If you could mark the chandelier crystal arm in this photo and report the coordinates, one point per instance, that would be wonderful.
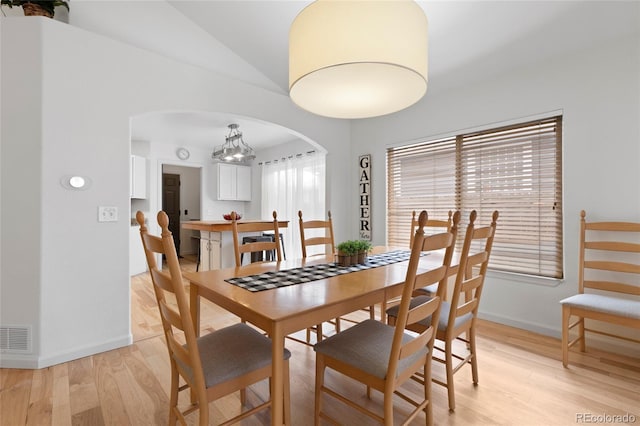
(235, 149)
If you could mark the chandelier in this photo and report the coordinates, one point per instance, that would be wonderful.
(234, 149)
(358, 59)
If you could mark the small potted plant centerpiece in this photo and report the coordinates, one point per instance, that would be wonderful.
(363, 248)
(347, 252)
(37, 7)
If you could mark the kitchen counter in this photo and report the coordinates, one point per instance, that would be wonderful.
(224, 225)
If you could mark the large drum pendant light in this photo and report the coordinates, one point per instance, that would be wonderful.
(358, 58)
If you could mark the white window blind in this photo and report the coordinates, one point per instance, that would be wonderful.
(516, 170)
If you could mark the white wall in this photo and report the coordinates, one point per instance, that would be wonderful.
(72, 95)
(598, 93)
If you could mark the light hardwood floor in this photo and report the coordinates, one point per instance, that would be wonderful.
(522, 382)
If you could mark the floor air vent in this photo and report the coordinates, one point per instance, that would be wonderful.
(15, 339)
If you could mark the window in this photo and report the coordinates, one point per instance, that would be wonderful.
(291, 184)
(516, 170)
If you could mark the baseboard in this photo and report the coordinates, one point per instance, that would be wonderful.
(9, 360)
(594, 340)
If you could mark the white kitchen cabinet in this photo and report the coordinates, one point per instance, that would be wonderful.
(210, 247)
(138, 184)
(234, 182)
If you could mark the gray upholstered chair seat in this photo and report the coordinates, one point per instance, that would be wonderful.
(245, 350)
(366, 346)
(605, 304)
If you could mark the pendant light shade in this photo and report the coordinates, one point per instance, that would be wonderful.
(358, 58)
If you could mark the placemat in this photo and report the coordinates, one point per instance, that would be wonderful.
(305, 274)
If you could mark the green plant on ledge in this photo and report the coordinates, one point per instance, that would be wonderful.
(352, 252)
(37, 7)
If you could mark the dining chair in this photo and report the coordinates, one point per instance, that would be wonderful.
(260, 244)
(213, 365)
(319, 233)
(384, 357)
(457, 322)
(434, 225)
(608, 277)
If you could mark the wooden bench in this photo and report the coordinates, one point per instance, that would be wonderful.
(610, 266)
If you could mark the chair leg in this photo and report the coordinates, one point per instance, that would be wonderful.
(583, 341)
(474, 359)
(173, 403)
(319, 384)
(287, 395)
(427, 391)
(448, 349)
(388, 408)
(566, 315)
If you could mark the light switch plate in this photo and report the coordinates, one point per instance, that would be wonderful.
(107, 214)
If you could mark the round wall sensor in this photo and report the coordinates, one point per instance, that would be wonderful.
(183, 153)
(75, 182)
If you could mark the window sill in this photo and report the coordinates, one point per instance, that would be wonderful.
(525, 279)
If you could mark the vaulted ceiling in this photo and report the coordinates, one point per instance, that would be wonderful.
(468, 41)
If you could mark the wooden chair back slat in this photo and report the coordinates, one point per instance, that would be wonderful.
(258, 246)
(429, 307)
(612, 226)
(630, 268)
(307, 241)
(612, 246)
(175, 317)
(162, 280)
(433, 225)
(474, 260)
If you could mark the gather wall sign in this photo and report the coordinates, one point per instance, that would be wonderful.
(364, 193)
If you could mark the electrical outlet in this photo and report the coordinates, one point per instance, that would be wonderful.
(107, 214)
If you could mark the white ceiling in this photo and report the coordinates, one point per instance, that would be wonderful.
(248, 40)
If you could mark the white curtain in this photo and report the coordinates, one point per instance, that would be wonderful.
(292, 184)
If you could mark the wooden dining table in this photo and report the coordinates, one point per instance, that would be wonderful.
(285, 310)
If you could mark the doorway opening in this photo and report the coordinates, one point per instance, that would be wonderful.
(181, 200)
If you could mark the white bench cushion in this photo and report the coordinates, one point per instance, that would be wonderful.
(605, 304)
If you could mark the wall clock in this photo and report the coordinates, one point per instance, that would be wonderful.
(183, 153)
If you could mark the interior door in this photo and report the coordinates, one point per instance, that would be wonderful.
(171, 205)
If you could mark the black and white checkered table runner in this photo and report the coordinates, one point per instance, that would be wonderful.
(305, 274)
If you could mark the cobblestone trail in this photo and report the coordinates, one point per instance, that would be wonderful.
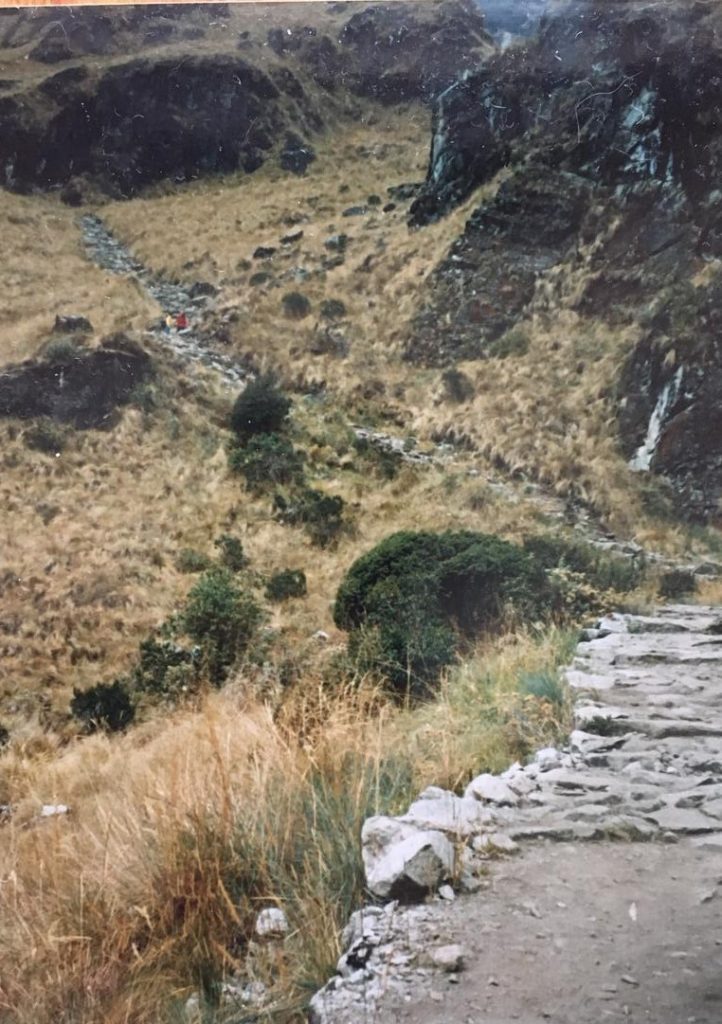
(192, 344)
(609, 911)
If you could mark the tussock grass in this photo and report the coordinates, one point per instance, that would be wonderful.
(180, 832)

:: REQUIRED WORK ::
Could you quote the items from the line containing "If you could mark the black" through the end of the items, leaving out the pictures?

:: COMPLETED TASK ::
If you could mark the black and white checkered table runner in this photo and report the coordinates, one point per instance, that would be wonderful.
(305, 274)
If you could mark the cobblestone trail in this photo and report the coordinates, one point per instance, that would be wonderful.
(192, 344)
(609, 911)
If you could mark the tussock grass in this photo and report the coordinates, one point per instance, that would be wonderful.
(180, 832)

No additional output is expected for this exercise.